*TEXT SHOWN*:
******
In our particular case, we need it for an investor in Europe that we cannot
meet in person. So it should give away most of the details. At best, we'll
have a call with him.

Yours seems to server a purpose of well polished email pitch that could be
forwarded along with an introduction.

Another point is startup's stage. In our case it's angel round. Even though,
we have a lot of technical progress and talking to users with mockups on hand,
we cannot yet brag about traction or physical unit sales.

P.S. Thanks a lot for the answer!

------
tixocloud
Keep it really high level and use the same language as the audience.

If you can fit everything on one page, do it. If not, put the most important
material on the first few pages.

Since it's an angel round, you'll want to focus on your team, market size and
opportunity, and especially traction. Depending on who you're speaking with,
traction could mean different things to different people. But you will
definitely to show that there's a hint of interest from the market.

Talking to users is great but are they committed to buying? An investor is
looking to put money in and get more money out in the most blunt case. You
could also sell them on the idea and make them believe in your dream. But at
the end of the day, you're also trying to build a business and in business,
you have to make money to survive. (Although, these days, I feel like that's
not true. Seems like you can keep selling to the next fool who believes)

Good luck!

------
Danilka
There is a good example from YouTube, but it's not exactly it.
[https://www.scribd.com/doc/214802896/Botha-on-
YouTube](https://www.scribd.com/doc/214802896/Botha-on-YouTube)
******
[Items drawn from a data source]
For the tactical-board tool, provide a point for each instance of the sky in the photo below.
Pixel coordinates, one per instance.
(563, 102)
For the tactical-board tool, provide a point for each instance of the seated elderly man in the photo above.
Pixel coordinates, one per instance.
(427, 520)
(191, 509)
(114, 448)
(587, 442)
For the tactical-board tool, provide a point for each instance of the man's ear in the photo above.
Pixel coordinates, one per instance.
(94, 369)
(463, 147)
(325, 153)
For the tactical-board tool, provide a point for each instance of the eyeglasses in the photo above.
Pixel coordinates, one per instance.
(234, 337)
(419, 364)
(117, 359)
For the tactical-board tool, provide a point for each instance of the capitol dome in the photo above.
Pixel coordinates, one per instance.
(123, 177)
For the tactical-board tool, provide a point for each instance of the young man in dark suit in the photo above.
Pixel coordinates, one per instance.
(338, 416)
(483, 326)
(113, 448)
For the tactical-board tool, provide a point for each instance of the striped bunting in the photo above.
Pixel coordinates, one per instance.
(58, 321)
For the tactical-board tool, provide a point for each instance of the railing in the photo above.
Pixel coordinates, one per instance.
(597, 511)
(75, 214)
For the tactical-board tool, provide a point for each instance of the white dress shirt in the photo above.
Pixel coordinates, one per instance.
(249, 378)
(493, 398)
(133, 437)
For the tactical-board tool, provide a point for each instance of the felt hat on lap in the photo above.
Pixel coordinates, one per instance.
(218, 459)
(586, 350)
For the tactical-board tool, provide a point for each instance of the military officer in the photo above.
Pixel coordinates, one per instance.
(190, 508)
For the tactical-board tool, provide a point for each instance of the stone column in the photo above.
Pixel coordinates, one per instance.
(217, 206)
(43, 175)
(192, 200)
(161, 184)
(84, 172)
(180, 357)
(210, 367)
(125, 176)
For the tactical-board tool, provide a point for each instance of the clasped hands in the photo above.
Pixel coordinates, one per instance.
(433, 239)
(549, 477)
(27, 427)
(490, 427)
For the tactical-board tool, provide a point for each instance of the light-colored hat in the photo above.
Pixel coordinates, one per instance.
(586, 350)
******
*OBJECTIVES*:
**A.** In the thread on investor pitches, what funding stage is the startup in?
**B.** From the thread on investor pitches, duplicate the part that opens with the words containing "Talking to users is" and closes with "not exactly it.".
These records come from a separate source, not from the thread on investor pitches.

*TASK ANSWERS*:
**A.** An angel round.

**B.**
Talking to users is great but are they committed to buying? An investor is
looking to put money in and get more money out in the most blunt case. You
could also sell them on the idea and make them believe in your dream. But at
the end of the day, you're also trying to build a business and in business,
you have to make money to survive. (Although, these days, I feel like that's
not true. Seems like you can keep selling to the next fool who believes)

Good luck!

------
Danilka
There is a good example from YouTube, but it's not exactly it.